■ Excerpt provided:
Market Blog
Index Performance
S&P 500 Index: 1.8%
Dow Jones Industrial Average: 1.0%
Nasdaq Composite: 4.0%
Equities
US equities delivered modest returns this week, with small and midcaps firmly lower. The Nasdaq, after being down approximately 25% year to date in late March, is now up almost 18% this year and reached an all-time high Thursday.
With regard to sector performers, consumer discretionary, technology, and communication services led. Energy, real estate, healthcare, and industrials lagged this week. Large cap growth outperformed value by almost 2%.
Treasury Secretary Mnuchin stated on Thursday that Congress and the White House will look to pass another coronavirus relief bill by the end of the month. He noted that the White House supports another round of stimulus checks; however, overall details remain murky.
Dr. Anthony Fauci, the United States’ leading infectious disease expert, said on a recent podcast that states with rapidly expanding coronavirus outbreaks should seriously consider “shutting down.” These comments come after the nation’s coronavirus cases topped 3 million with daily infections in California, Texas, and Florida all hitting new record highs. How the virus affects these three populous states could play a role in our economic recovery efforts.
In addition to the United States’ issues with a potential second wave, various international regions, such as Hong Kong and Tokyo, reported record spikes in new infections. Moreover, Melbourne recently locked down again.
International Stocks
Both the MSCI EAFE and the MSCI Emerging Markets Indexes were higher this week, with the emerging markets index outperforming the developed markets index by almost 4%. Moreover, European markets gave back some this week, with the STOXX Europe 600 Index down over 1%.
In the wake of COVID-19 along with tensions between Beijing and Washington, China’s equities enjoyed a strong week, with the Shanghai composite up 7% for the week. A China state-controlled media article encouraging its nation’s citizens to buy Chinese equities, sparking much of the rally. There is some concern of a potential bust in Chinese equities, as what happened in 2015, especially as new traders enter the marketplace. However, margin trading, which was seen as a major culprit to 2015’s problems, is reported to be more modest now than it was then.

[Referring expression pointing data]

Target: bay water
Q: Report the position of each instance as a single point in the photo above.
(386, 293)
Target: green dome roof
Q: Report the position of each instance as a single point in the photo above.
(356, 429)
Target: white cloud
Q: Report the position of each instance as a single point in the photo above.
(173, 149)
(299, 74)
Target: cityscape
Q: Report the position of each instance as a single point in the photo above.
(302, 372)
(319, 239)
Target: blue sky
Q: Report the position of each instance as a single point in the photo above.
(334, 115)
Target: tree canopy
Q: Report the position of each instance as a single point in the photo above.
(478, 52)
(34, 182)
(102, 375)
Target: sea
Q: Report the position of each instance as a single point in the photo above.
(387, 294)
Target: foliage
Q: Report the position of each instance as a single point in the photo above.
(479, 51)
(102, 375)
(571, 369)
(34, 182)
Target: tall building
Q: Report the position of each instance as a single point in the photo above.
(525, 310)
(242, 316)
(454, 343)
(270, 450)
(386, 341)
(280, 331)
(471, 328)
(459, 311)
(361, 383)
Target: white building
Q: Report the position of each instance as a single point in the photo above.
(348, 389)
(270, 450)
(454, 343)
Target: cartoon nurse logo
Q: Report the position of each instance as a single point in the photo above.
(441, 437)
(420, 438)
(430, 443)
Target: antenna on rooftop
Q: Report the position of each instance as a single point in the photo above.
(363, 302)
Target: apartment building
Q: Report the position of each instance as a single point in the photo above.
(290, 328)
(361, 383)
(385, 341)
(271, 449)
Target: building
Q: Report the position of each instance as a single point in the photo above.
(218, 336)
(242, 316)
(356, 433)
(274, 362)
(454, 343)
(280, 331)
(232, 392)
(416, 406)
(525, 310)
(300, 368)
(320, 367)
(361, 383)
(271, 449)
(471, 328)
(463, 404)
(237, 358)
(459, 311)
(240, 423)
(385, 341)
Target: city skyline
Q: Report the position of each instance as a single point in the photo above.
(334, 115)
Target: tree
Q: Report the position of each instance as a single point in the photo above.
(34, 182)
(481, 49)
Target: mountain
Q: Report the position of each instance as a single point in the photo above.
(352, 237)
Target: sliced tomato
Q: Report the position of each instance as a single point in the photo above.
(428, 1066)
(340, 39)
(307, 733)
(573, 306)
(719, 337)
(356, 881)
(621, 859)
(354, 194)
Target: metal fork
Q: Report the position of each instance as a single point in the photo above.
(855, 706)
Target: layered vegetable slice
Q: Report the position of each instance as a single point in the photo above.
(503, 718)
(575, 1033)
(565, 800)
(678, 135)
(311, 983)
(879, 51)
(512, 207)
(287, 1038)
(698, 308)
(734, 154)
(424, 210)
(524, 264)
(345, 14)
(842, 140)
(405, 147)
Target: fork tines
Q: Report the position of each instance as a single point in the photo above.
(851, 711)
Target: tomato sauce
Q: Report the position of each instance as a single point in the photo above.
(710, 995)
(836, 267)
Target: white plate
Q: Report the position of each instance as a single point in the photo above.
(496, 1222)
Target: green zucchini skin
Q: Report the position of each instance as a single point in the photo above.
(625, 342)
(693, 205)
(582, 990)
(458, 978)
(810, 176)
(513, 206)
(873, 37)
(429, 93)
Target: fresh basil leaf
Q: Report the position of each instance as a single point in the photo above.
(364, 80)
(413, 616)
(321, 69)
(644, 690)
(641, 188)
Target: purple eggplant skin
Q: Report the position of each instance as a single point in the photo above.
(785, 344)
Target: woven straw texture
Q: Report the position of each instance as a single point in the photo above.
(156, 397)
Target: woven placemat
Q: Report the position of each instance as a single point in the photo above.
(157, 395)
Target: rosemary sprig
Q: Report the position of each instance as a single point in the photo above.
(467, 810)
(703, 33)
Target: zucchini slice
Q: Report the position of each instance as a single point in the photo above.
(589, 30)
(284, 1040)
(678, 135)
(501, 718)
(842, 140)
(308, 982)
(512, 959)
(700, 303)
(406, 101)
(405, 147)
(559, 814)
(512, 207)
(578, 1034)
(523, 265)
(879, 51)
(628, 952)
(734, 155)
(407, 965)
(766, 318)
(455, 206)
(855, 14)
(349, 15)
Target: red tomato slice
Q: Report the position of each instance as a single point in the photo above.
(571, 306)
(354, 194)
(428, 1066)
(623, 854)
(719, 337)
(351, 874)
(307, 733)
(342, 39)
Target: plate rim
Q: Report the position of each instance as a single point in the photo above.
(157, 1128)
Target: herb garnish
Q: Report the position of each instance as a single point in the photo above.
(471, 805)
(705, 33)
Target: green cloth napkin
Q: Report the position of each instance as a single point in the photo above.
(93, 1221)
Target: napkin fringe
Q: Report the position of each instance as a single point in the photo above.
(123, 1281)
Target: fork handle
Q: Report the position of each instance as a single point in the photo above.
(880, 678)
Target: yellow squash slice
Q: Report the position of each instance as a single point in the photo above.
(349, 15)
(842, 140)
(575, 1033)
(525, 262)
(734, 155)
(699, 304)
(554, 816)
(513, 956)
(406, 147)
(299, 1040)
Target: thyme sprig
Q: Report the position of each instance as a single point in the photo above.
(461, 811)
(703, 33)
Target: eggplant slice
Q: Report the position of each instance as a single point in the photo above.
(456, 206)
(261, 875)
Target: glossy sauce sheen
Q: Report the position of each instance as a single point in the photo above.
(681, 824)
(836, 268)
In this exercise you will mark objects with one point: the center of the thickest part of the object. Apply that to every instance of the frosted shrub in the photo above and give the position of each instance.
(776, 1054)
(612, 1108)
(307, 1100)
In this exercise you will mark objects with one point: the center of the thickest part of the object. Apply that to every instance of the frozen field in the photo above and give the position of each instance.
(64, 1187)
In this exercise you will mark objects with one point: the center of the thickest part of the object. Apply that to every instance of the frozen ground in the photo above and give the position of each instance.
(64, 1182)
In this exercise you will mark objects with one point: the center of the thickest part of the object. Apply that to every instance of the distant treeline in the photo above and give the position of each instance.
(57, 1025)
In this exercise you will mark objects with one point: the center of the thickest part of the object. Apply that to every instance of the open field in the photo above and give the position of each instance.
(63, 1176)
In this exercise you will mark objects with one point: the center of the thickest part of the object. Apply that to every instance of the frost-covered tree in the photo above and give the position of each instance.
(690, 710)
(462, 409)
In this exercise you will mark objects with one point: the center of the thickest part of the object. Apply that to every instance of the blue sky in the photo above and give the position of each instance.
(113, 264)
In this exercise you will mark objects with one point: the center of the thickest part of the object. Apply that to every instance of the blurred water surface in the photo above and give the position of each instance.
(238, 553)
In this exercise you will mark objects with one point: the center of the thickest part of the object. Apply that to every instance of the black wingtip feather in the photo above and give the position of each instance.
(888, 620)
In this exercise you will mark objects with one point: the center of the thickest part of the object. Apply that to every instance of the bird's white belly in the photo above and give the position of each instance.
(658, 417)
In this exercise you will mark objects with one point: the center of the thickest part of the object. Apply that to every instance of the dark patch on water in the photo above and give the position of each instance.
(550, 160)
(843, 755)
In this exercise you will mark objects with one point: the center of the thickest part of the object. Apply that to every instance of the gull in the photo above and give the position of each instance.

■ Problems and tasks:
• 1. Reproduce word for word the passage of the market blog between "Treasury Secretary Mnuchin" and "economic recovery efforts.", inclusive.
• 2. List every sector that the market blog says lagged this week.

■ Answers:
• 1.
Treasury Secretary Mnuchin stated on Thursday that Congress and the White House will look to pass another coronavirus relief bill by the end of the month. He noted that the White House supports another round of stimulus checks; however, overall details remain murky.
Dr. Anthony Fauci, the United States’ leading infectious disease expert, said on a recent podcast that states with rapidly expanding coronavirus outbreaks should seriously consider “shutting down.” These comments come after the nation’s coronavirus cases topped 3 million with daily infections in California, Texas, and Florida all hitting new record highs. How the virus affects these three populous states could play a role in our economic recovery efforts.

• 2. Energy, real estate, healthcare, industrials